** Opening RAW DATA block **

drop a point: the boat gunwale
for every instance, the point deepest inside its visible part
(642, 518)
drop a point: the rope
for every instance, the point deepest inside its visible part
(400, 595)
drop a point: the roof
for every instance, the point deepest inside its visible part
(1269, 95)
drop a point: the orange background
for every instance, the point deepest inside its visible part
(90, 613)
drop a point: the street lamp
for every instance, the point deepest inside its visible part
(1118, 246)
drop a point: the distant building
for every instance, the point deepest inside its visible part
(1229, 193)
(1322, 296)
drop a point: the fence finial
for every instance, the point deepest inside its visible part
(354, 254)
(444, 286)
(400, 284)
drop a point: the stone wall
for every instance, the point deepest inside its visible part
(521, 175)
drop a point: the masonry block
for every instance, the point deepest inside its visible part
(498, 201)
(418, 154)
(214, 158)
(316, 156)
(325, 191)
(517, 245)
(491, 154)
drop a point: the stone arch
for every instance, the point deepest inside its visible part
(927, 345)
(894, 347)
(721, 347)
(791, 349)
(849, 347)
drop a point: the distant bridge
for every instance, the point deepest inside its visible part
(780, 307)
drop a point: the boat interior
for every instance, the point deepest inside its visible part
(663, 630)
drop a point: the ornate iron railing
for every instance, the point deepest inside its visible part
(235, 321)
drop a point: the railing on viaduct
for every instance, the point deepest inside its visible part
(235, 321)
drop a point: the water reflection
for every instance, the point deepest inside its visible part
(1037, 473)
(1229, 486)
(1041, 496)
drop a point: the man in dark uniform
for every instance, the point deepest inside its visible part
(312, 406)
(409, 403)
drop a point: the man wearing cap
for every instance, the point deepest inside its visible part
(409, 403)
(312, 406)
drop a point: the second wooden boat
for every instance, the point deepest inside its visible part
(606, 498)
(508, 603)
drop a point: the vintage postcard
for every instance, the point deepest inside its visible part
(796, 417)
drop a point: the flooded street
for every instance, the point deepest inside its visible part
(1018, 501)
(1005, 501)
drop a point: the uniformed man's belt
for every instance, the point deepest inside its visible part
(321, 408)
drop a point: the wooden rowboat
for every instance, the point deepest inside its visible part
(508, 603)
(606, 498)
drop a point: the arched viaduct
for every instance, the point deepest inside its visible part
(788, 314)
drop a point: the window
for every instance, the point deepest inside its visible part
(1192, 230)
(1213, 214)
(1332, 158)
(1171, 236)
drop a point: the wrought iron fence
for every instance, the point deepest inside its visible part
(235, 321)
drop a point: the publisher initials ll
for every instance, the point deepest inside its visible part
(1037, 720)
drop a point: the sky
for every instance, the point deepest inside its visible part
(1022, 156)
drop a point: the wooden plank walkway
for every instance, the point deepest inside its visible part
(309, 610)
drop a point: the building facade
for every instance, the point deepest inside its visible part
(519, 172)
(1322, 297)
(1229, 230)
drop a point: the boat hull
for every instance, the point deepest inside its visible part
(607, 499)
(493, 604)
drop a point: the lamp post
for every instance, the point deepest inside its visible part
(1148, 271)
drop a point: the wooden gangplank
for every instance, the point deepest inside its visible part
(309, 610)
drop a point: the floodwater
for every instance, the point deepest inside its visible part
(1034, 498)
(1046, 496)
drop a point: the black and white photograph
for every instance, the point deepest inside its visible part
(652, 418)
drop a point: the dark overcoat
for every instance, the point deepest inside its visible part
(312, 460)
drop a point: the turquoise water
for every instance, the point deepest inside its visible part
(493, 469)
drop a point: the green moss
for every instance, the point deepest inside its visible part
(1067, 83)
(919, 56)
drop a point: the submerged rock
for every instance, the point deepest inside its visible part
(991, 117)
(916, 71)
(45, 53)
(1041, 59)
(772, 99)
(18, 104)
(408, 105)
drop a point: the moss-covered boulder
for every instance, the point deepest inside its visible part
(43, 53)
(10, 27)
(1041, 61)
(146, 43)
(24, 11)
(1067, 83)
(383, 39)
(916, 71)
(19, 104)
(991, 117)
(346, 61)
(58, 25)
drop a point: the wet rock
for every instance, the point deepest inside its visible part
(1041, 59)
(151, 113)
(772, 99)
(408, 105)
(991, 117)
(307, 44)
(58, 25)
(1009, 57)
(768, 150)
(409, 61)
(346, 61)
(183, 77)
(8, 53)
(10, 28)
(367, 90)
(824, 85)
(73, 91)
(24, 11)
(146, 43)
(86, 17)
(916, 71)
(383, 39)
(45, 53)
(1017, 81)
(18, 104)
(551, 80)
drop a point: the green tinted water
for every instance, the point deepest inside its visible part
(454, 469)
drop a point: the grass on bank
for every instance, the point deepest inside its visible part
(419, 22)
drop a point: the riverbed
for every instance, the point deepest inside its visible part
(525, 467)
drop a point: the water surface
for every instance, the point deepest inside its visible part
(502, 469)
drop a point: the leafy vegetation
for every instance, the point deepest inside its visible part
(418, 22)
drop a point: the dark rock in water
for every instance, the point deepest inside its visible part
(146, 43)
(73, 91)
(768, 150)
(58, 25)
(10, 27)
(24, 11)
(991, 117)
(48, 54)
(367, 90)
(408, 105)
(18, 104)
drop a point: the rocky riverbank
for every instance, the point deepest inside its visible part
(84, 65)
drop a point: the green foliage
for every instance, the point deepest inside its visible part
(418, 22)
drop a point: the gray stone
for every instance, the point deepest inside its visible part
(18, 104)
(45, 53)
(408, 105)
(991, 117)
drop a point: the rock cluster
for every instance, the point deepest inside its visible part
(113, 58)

** Closing RAW DATA block **

• [WHAT YOU SHOULD DO]:
Determine how many lines in the listing hold the word "dark". Give only that figure.

• [SOLVED EXERCISE]:
3